### Point placement records
+ + + + + + +
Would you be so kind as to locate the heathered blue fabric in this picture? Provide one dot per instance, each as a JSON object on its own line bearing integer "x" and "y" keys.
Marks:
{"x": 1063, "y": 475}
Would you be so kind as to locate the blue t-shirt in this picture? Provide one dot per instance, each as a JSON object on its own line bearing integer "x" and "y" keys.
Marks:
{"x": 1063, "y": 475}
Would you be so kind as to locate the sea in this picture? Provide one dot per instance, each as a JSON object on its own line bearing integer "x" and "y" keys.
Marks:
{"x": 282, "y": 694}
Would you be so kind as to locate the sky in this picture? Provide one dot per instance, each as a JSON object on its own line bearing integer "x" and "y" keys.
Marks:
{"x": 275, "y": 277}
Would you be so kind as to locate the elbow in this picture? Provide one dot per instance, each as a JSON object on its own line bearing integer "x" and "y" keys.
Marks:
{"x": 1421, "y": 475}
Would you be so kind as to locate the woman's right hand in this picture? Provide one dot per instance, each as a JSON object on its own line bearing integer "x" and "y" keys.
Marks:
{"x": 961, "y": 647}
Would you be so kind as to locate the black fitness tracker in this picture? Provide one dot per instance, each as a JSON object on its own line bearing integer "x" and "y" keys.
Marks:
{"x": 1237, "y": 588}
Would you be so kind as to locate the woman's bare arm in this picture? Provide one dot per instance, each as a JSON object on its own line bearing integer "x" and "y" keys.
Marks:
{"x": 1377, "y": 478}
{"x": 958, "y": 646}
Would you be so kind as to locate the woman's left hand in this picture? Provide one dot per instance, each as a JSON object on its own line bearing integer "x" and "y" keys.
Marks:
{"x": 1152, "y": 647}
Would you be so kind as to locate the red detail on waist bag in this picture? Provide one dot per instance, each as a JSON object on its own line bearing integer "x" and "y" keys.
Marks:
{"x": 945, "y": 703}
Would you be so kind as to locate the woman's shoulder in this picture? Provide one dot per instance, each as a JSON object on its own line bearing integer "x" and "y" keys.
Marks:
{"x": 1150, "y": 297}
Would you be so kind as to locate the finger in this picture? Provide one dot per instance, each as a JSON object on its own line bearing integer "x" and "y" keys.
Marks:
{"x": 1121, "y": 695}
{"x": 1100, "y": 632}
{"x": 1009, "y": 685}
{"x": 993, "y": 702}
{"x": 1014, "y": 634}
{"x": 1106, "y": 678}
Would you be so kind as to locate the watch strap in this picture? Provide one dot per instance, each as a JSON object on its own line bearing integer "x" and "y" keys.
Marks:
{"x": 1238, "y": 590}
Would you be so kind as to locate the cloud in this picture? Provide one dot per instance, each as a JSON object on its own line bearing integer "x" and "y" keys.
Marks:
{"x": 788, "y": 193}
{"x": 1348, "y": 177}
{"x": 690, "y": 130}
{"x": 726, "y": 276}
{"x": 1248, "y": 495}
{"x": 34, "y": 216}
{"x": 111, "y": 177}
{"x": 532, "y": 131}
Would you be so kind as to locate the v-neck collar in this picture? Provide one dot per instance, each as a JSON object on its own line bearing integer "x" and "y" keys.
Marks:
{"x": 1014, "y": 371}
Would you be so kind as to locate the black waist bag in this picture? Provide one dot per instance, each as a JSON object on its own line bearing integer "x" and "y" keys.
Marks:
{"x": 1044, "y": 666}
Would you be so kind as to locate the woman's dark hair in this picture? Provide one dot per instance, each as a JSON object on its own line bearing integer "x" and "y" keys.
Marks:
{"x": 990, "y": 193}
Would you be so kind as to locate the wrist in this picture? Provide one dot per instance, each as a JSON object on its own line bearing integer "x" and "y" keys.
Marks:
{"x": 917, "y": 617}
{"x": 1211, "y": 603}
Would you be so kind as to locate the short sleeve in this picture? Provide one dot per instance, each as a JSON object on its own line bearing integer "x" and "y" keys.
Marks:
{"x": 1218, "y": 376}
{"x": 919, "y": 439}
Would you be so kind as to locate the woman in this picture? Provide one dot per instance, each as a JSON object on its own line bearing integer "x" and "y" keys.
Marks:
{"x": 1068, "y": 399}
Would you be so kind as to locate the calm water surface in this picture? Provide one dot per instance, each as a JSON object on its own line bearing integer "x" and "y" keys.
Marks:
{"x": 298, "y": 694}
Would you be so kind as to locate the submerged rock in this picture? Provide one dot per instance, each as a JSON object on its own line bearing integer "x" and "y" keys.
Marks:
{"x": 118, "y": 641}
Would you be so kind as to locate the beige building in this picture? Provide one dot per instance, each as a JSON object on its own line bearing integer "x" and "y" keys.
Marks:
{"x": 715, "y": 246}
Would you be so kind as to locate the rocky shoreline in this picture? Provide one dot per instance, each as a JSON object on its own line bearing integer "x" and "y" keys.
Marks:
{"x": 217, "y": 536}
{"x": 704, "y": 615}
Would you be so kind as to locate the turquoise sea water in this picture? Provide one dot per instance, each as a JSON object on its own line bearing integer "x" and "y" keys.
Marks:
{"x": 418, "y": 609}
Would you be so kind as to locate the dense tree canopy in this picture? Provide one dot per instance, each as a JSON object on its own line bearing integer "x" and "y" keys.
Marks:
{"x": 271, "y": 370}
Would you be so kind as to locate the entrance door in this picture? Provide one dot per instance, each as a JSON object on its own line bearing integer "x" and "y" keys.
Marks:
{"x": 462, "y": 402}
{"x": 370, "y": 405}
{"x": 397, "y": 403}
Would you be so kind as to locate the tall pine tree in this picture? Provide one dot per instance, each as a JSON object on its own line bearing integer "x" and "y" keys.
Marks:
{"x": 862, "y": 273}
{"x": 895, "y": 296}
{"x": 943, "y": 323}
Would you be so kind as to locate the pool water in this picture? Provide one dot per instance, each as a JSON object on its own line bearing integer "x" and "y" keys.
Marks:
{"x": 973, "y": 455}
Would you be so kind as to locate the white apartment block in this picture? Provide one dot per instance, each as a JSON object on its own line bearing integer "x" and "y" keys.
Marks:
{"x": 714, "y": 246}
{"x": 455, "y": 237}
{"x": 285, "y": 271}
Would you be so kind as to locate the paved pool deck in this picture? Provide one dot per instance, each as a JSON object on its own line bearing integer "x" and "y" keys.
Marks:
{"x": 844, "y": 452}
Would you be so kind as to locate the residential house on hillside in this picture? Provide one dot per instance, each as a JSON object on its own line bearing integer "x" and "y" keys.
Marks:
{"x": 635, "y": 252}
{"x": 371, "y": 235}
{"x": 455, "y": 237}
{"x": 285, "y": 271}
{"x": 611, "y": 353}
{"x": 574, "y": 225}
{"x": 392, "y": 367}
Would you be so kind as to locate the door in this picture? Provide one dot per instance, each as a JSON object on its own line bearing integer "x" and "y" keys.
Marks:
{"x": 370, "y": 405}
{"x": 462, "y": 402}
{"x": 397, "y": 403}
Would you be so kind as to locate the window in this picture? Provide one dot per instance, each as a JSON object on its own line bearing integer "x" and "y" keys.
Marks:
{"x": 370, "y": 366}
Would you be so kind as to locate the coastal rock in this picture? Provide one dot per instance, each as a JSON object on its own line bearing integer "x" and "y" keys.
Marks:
+ + + + + + +
### Instructions to follow
Repeat the entries shown above, every one, word for word.

### Output for this task
Would you be so kind as to locate the heathered blue fabric in this picture? Provide one dot per instance, each as a JSON object on its own line bearing integer "x" and "y" keys.
Marks:
{"x": 1063, "y": 475}
Would you be so kind as to locate the blue t-shirt in this picture? Provide one dot per instance, each as a JSON object on its own line bearing integer "x" and "y" keys.
Marks:
{"x": 1063, "y": 475}
Would you be so kind as to locate the sea in this picture? Provide one dot per instance, each as a JSON object on its own line bearing integer "x" and "y" keys.
Marks:
{"x": 282, "y": 694}
Would you be so kind as to locate the sky in this picture? Provide one dot per instance, each as a JSON object on its own line bearing integer "x" and "y" keys.
Marks:
{"x": 275, "y": 277}
Would you be so kind as to locate the elbow in this picture? Provide one dot per instance, each as a JSON object on its own line bearing integer "x" and "y" keys.
Marks:
{"x": 1421, "y": 475}
Would you be so kind as to locate the woman's right hand in this picture? Provide one dot per instance, each as a JSON object on its own line bearing integer "x" and "y" keys.
Marks:
{"x": 961, "y": 647}
Would you be so kind as to locate the black fitness tracker in this picture? Provide one dot per instance, each as a JSON object on its own line bearing integer "x" and "y" keys.
Marks:
{"x": 1237, "y": 588}
Would you be so kind as to locate the woman's bare arm in this picture? Provide one dot per instance, each as a JSON object on its own line bearing integer "x" and "y" keys.
Marks:
{"x": 1377, "y": 478}
{"x": 958, "y": 646}
Would you be so kind as to locate the woman's left hand in this picture? Provide one dot per instance, each as a JSON object on its own line bearing integer "x" and "y" keys.
Marks:
{"x": 1152, "y": 647}
Would you be so kind as to locate the red detail on waist bag in this picture? Provide one dot per instance, each as a JSON object on its own line bearing integer "x" and "y" keys.
Marks:
{"x": 945, "y": 703}
Would you be so kind as to locate the woman's shoulder in this picture? Provide one dot per instance, each as a JSON object on its own line bearing integer "x" and "y" keys.
Marks:
{"x": 1150, "y": 297}
Would you be so kind as to locate the finger in this picture? Provide one dot per instance, each as a JSON object on its own line bearing integer "x" and "y" keys.
Marks:
{"x": 1121, "y": 695}
{"x": 1100, "y": 632}
{"x": 1009, "y": 685}
{"x": 993, "y": 702}
{"x": 1014, "y": 634}
{"x": 1106, "y": 678}
Would you be so kind as to locate the watch strap in this picture? Provide one dot per instance, each as a JSON object on its own line bearing integer "x" and "y" keys.
Marks:
{"x": 1238, "y": 590}
Would you be so kind as to locate the cloud in this picture? Provide one dot per instance, each as a JSON object on its own line bearing integer "x" and "y" keys.
Marks:
{"x": 788, "y": 193}
{"x": 1348, "y": 177}
{"x": 690, "y": 130}
{"x": 726, "y": 276}
{"x": 1248, "y": 495}
{"x": 34, "y": 216}
{"x": 111, "y": 177}
{"x": 532, "y": 131}
Would you be so kind as to locate the v-neck collar in this picture? Provide one dot per instance, each as a JSON object on its own line bearing integer "x" and "y" keys.
Marks:
{"x": 1014, "y": 371}
Would you be so kind as to locate the black waist bag in this picture? Provide one dot per instance, each as a JSON object on its own line bearing integer "x" and "y" keys.
Marks:
{"x": 1044, "y": 666}
Would you be so kind as to locate the woman's dark hair in this picture? Provide one dot per instance, each as a JSON object on its own line bearing integer "x" and "y" keys.
Marks:
{"x": 990, "y": 193}
Would you be so kind as to locate the wrist in this picture? Provide one dot per instance, each as a JSON object on its own line bearing integer "x" and "y" keys.
Marks:
{"x": 917, "y": 617}
{"x": 1211, "y": 603}
Would you be so kind as to locate the short sleeve in this picture? Provide one dot per instance, each as a JSON object on its own line bearing integer "x" and "y" keys.
Marks:
{"x": 1218, "y": 376}
{"x": 919, "y": 439}
Would you be so kind as to locate the woman in this picture? Provide one dot per instance, each as a JSON object on its own line bearing integer "x" and "y" keys.
Marks:
{"x": 1068, "y": 399}
Would you be so kind as to locate the calm water surface in this picture? Provide one dot per instance, each as a JSON object on its own line bearing integer "x" and "y" keys.
Marks:
{"x": 298, "y": 694}
Would you be so kind as to locate the submerged rock in this picture? Provide one dot per instance, each as a JSON object on its own line bearing integer "x" and "y" keys.
Marks:
{"x": 118, "y": 641}
Would you be so kind as to locate the beige building in this picture? Provide one dot per instance, each as a JSON object on its own line bearing integer "x" and "y" keys.
Marks:
{"x": 715, "y": 246}
Would you be so kind as to locate the rocky shoreline in this picture? Provide one dot per instance, each as a JSON object on its own line bearing integer "x" and "y" keys.
Marks:
{"x": 217, "y": 536}
{"x": 704, "y": 615}
Would you be so kind as to locate the turquoise sea water in this picture? Provide one dot per instance, each as a JSON object on its own line bearing integer "x" and "y" keys.
Marks:
{"x": 418, "y": 609}
Would you be so kind as to locate the dense tree canopy in this picture? Provide one dot per instance, each as a JSON object on its own line bearing integer "x" and "y" keys.
Marks:
{"x": 271, "y": 370}
Would you be so kind as to locate the entrance door in this picture? Provide one dot per instance, each as a JSON object on its own line bearing integer "x" and "y" keys.
Marks:
{"x": 462, "y": 402}
{"x": 370, "y": 405}
{"x": 397, "y": 403}
Would you be so kind as to locate the tall pine tree in this picture? Provide one dot per instance, each as a JSON object on its own line bearing integer "x" and "y" keys.
Marks:
{"x": 862, "y": 273}
{"x": 895, "y": 296}
{"x": 943, "y": 323}
Would you be so kind as to locate the pool water in this picture? Provide one dot per instance, each as a JSON object on its own line bearing integer "x" and "y" keys.
Marks:
{"x": 973, "y": 455}
Would you be so kind as to locate the white apartment block in this picture? Provide one dot per instance, each as a JSON object on its own line bearing integer "x" and "y" keys.
Marks:
{"x": 714, "y": 246}
{"x": 455, "y": 237}
{"x": 285, "y": 271}
Would you be so kind as to locate the paved pool deck in this picture? Provide one dot per instance, each as a JSON object on its own line bearing integer "x" and "y" keys.
Marks:
{"x": 844, "y": 452}
Would you be so kind as to locate the residential house on hillside in this picture? Provide one dot per instance, each as a JSON object on its own line bearing integer "x" and "y" keys.
Marks:
{"x": 635, "y": 252}
{"x": 371, "y": 235}
{"x": 455, "y": 237}
{"x": 285, "y": 271}
{"x": 611, "y": 353}
{"x": 574, "y": 225}
{"x": 392, "y": 367}
Would you be so kind as to locate the door in this picture? Provide one dot per instance, each as a JSON object on its own line bearing integer "x" and "y" keys.
Marks:
{"x": 370, "y": 405}
{"x": 462, "y": 402}
{"x": 397, "y": 403}
Would you be so kind as to locate the window in this picture? Provide one dot per instance, each as a JSON object on its own line bearing integer "x" and "y" keys.
Marks:
{"x": 370, "y": 366}
Would you be so kind as to locate the coastal rock in this picture? Provide one dot per instance, each as a JSON object on its own line bearing integer "x" and "y" keys.
Marks:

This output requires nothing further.